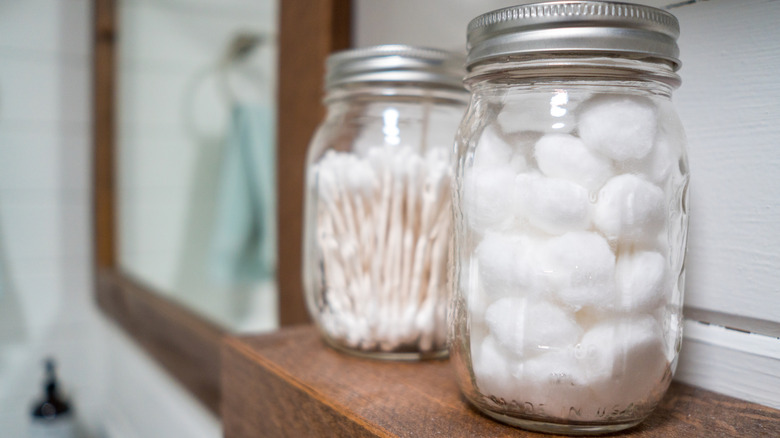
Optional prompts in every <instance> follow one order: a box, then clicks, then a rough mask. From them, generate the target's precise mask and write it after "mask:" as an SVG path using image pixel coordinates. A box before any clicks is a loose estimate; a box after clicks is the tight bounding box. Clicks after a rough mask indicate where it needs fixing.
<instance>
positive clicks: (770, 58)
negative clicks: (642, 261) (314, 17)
mask: <svg viewBox="0 0 780 438" xmlns="http://www.w3.org/2000/svg"><path fill="white" fill-rule="evenodd" d="M520 3H530V2H528V1H525V2H523V1H518V0H488V1H474V0H430V1H426V2H418V1H415V0H397V1H393V2H383V1H378V0H356V1H355V5H356V6H357V11H356V17H357V21H356V26H355V33H356V38H355V42H356V45H357V46H359V47H362V46H368V45H374V44H387V43H404V44H418V45H425V46H432V47H440V48H444V49H449V50H454V51H464V50H465V44H466V36H465V29H466V25H467V23H468V21H469V20H470V19H471V18H473V17H475V16H477V15H478V14H480V13H483V12H488V11H491V10H494V9H498V8H501V7H506V6H512V5H515V4H520ZM631 3H639V4H647V5H650V6H655V7H665V6H667V5H670V4H673V3H674V4H677V6H676V7H674V8H672V9H671V12H673V13H674V14H675V15H676V16H677V17H678V19H679V20H680V27H681V37H680V40H679V44H680V51H681V58H682V61H683V68H682V70H681V72H680V74H681V76H682V79H683V86H682V87H681V88H680V89H679V90H678V91H677V92H676V93H675V95H674V101H675V103H676V106H677V108H678V110H679V112H680V116H681V118H682V119H683V123H684V124H685V126H686V129H687V132H688V137H689V148H688V152H689V157H690V165H691V181H692V182H691V191H690V194H691V202H690V206H691V221H690V233H689V253H688V258H687V262H686V263H687V264H686V266H687V286H686V300H685V302H686V305H688V306H694V307H699V308H702V309H707V310H712V311H719V312H724V313H728V314H737V315H740V316H745V317H750V318H756V319H761V320H768V321H774V322H780V269H778V267H780V225H779V224H780V221H778V220H777V218H778V217H780V148H779V147H778V143H780V124H778V123H777V122H778V120H780V104H778V102H780V79H778V78H777V74H776V71H777V69H778V67H780V38H778V32H777V24H778V18H779V17H780V2H777V1H769V0H745V1H730V0H710V1H697V2H677V1H674V0H646V1H632V2H631ZM434 17H435V18H434ZM401 23H402V24H401ZM686 330H687V332H689V335H688V336H686V338H685V341H684V344H683V351H682V354H681V357H680V365H679V367H678V372H677V378H678V379H679V380H682V381H684V382H688V383H692V384H695V385H698V386H702V387H705V388H709V389H712V390H715V391H719V392H723V393H726V394H729V395H733V396H736V397H739V398H743V399H747V400H752V401H755V402H758V403H762V404H766V405H770V406H773V407H777V408H780V390H778V388H780V354H778V353H777V350H778V349H780V339H778V338H776V337H773V336H765V335H761V334H747V333H742V332H738V331H727V332H724V330H725V329H723V328H722V327H717V326H709V325H705V324H700V323H697V322H693V321H688V322H686ZM724 333H726V334H724ZM748 346H749V347H748ZM757 346H758V347H757ZM746 363H750V366H745V364H746Z"/></svg>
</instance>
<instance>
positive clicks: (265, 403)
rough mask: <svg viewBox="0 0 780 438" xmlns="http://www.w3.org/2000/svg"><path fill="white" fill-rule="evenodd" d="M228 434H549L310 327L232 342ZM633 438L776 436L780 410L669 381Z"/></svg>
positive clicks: (477, 436)
mask: <svg viewBox="0 0 780 438" xmlns="http://www.w3.org/2000/svg"><path fill="white" fill-rule="evenodd" d="M222 421H223V427H224V433H225V437H226V438H243V437H258V436H263V437H367V436H378V437H425V436H440V437H498V436H507V437H550V436H552V435H542V434H536V433H531V432H525V431H522V430H519V429H515V428H512V427H509V426H505V425H502V424H499V423H497V422H495V421H493V420H490V419H489V418H487V417H485V416H483V415H481V414H479V413H478V412H477V411H475V410H474V409H472V408H471V407H470V406H469V404H468V402H467V401H466V400H465V398H463V396H462V395H461V394H460V392H459V390H458V387H457V385H456V383H455V380H454V376H453V371H452V370H451V367H450V364H449V363H448V361H446V360H442V361H429V362H417V363H403V362H380V361H372V360H368V359H361V358H356V357H351V356H347V355H344V354H342V353H339V352H336V351H334V350H332V349H330V348H328V347H326V346H325V345H324V344H323V343H322V341H321V340H320V338H319V335H318V333H317V332H316V330H315V329H314V328H313V327H311V326H304V327H296V328H291V329H286V330H282V331H280V332H276V333H272V334H268V335H262V336H247V337H233V338H228V339H227V340H226V341H225V342H224V343H223V348H222ZM611 436H629V437H670V438H679V437H732V436H733V437H780V411H777V410H774V409H771V408H767V407H763V406H760V405H756V404H752V403H748V402H744V401H741V400H737V399H734V398H731V397H727V396H724V395H720V394H716V393H713V392H710V391H706V390H703V389H699V388H695V387H691V386H687V385H683V384H678V383H673V384H672V386H671V388H670V389H669V392H668V393H667V394H666V397H665V398H664V400H663V401H662V403H661V405H660V406H659V407H658V409H657V410H656V412H655V413H654V414H653V415H652V416H651V417H650V418H648V419H647V420H646V421H645V422H643V423H642V424H641V425H639V426H638V427H636V428H634V429H632V430H630V431H628V432H627V433H624V434H615V435H611Z"/></svg>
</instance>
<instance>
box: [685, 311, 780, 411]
mask: <svg viewBox="0 0 780 438" xmlns="http://www.w3.org/2000/svg"><path fill="white" fill-rule="evenodd" d="M684 333H685V337H684V340H683V346H682V351H681V353H680V361H679V364H678V367H677V372H676V374H675V380H677V381H680V382H683V383H687V384H690V385H694V386H699V387H702V388H705V389H708V390H711V391H715V392H719V393H722V394H726V395H729V396H732V397H736V398H739V399H743V400H747V401H751V402H754V403H758V404H761V405H765V406H769V407H772V408H775V409H780V338H775V337H771V336H765V335H759V334H755V333H747V332H742V331H738V330H732V329H728V328H725V327H721V326H717V325H711V324H707V323H702V322H699V321H691V320H685V325H684Z"/></svg>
================================
_Exercise description_: Could you go back through all the items above, switch every "positive clicks" to "foreground clicks", and write the lines out again with nothing else altered and the pictures left out?

_Result_:
Optional prompts in every <instance> follow one order: a box, then clicks, then a rough mask. From them, generate the target's precise mask and write it after "mask:" as an SVG path using image pixel coordinates. A box before any clicks is a loose estimate; a box after clicks is the tight bounding box. Clicks after a rough mask indicate where it needs fixing.
<instance>
foreground clicks: (770, 58)
negative clicks: (642, 261) (314, 17)
mask: <svg viewBox="0 0 780 438" xmlns="http://www.w3.org/2000/svg"><path fill="white" fill-rule="evenodd" d="M520 3H530V2H528V1H525V2H523V1H518V0H488V1H474V0H430V1H426V2H418V1H415V0H397V1H393V2H383V1H378V0H356V1H355V5H356V6H357V11H356V17H357V21H356V26H355V33H356V38H355V42H356V45H357V46H359V47H362V46H368V45H374V44H387V43H404V44H418V45H425V46H432V47H440V48H444V49H449V50H454V51H464V50H465V44H466V36H465V29H466V25H467V23H468V21H469V20H470V19H471V18H473V17H475V16H477V15H478V14H480V13H483V12H488V11H491V10H494V9H498V8H501V7H506V6H512V5H515V4H520ZM631 3H639V4H647V5H650V6H655V7H665V6H667V5H670V4H673V3H674V4H677V6H676V7H674V8H672V9H671V12H673V13H674V14H675V15H676V16H677V17H678V19H679V20H680V27H681V37H680V40H679V44H680V51H681V58H682V61H683V68H682V70H681V72H680V74H681V76H682V79H683V86H682V87H681V88H680V89H679V90H678V91H677V92H676V93H675V95H674V101H675V103H676V106H677V108H678V110H679V112H680V116H681V118H682V119H683V123H684V124H685V126H686V129H687V132H688V137H689V148H688V152H689V157H690V165H691V181H692V182H691V191H690V194H691V202H690V206H691V221H690V233H689V253H688V258H687V262H686V263H687V264H686V266H687V286H686V300H685V302H686V305H688V306H694V307H699V308H702V309H707V310H712V311H719V312H724V313H728V314H737V315H740V316H745V317H750V318H756V319H761V320H768V321H774V322H780V269H778V267H780V225H779V224H780V221H778V220H777V218H778V217H780V148H779V147H778V143H780V124H778V123H777V122H778V120H780V104H778V102H780V79H778V78H777V74H776V71H777V69H778V67H780V38H778V32H777V24H778V18H779V17H780V2H777V1H769V0H745V1H730V0H710V1H697V2H677V1H674V0H646V1H632V2H631ZM434 17H435V18H434ZM401 23H402V24H401ZM686 330H687V332H689V335H688V336H686V338H685V341H684V344H683V351H682V354H681V357H680V365H679V367H678V372H677V378H678V379H679V380H682V381H684V382H688V383H692V384H695V385H698V386H702V387H705V388H709V389H712V390H715V391H719V392H723V393H726V394H729V395H733V396H736V397H739V398H743V399H747V400H752V401H755V402H758V403H762V404H766V405H770V406H773V407H777V408H780V390H778V388H780V354H778V353H777V350H778V349H780V339H778V338H776V337H773V336H765V335H761V334H747V333H742V332H738V331H727V332H724V330H725V329H723V328H722V327H717V326H709V325H705V324H700V323H697V322H693V321H688V322H686ZM724 333H726V334H724ZM748 346H749V347H748ZM757 346H758V347H757ZM746 363H750V366H745V364H746Z"/></svg>
</instance>
<instance>
foreground clicks: (265, 403)
rough mask: <svg viewBox="0 0 780 438" xmlns="http://www.w3.org/2000/svg"><path fill="white" fill-rule="evenodd" d="M228 434H549L310 327L232 342ZM633 438L776 436L780 410L669 381Z"/></svg>
foreground clicks: (477, 436)
mask: <svg viewBox="0 0 780 438" xmlns="http://www.w3.org/2000/svg"><path fill="white" fill-rule="evenodd" d="M222 421H223V427H224V433H225V437H226V438H243V437H258V436H263V437H367V436H378V437H425V436H440V437H498V436H507V437H550V436H552V435H542V434H536V433H531V432H525V431H522V430H519V429H515V428H512V427H509V426H505V425H502V424H499V423H497V422H495V421H493V420H490V419H489V418H487V417H485V416H483V415H481V414H479V413H478V412H477V411H475V410H474V409H472V408H471V407H470V406H469V404H468V402H467V401H466V400H465V398H463V396H462V395H461V394H460V392H459V390H458V387H457V385H456V383H455V380H454V376H453V371H452V370H451V367H450V364H449V363H448V361H446V360H442V361H429V362H417V363H403V362H380V361H372V360H368V359H361V358H356V357H351V356H347V355H344V354H342V353H339V352H336V351H334V350H332V349H330V348H328V347H326V346H325V345H324V344H323V343H322V341H321V340H320V338H319V335H318V333H317V332H316V330H315V329H314V328H313V327H311V326H304V327H296V328H291V329H286V330H282V331H280V332H276V333H272V334H268V335H262V336H247V337H233V338H228V339H227V340H226V341H225V342H224V343H223V348H222ZM611 436H629V437H670V438H679V437H732V436H733V437H780V411H777V410H774V409H771V408H767V407H763V406H760V405H756V404H752V403H748V402H744V401H741V400H737V399H734V398H731V397H727V396H724V395H720V394H716V393H713V392H710V391H706V390H703V389H699V388H695V387H691V386H687V385H683V384H678V383H673V384H672V386H671V388H670V389H669V392H668V393H667V394H666V397H665V398H664V400H663V401H662V403H661V405H660V406H659V407H658V409H657V410H656V412H655V413H654V414H653V415H652V416H651V417H650V418H648V419H647V420H646V421H645V422H643V423H642V424H641V425H639V426H638V427H636V428H634V429H632V430H630V431H628V432H627V433H624V434H615V435H611Z"/></svg>
</instance>
<instance>
box: [685, 311, 780, 411]
mask: <svg viewBox="0 0 780 438" xmlns="http://www.w3.org/2000/svg"><path fill="white" fill-rule="evenodd" d="M684 333H685V337H684V340H683V346H682V351H681V353H680V361H679V364H678V367H677V372H676V374H675V380H677V381H680V382H683V383H687V384H690V385H694V386H699V387H702V388H705V389H708V390H711V391H715V392H719V393H722V394H726V395H729V396H732V397H736V398H739V399H743V400H747V401H751V402H754V403H758V404H761V405H765V406H769V407H772V408H775V409H780V338H775V337H771V336H765V335H759V334H755V333H747V332H742V331H738V330H732V329H728V328H725V327H721V326H717V325H711V324H707V323H702V322H699V321H691V320H685V325H684Z"/></svg>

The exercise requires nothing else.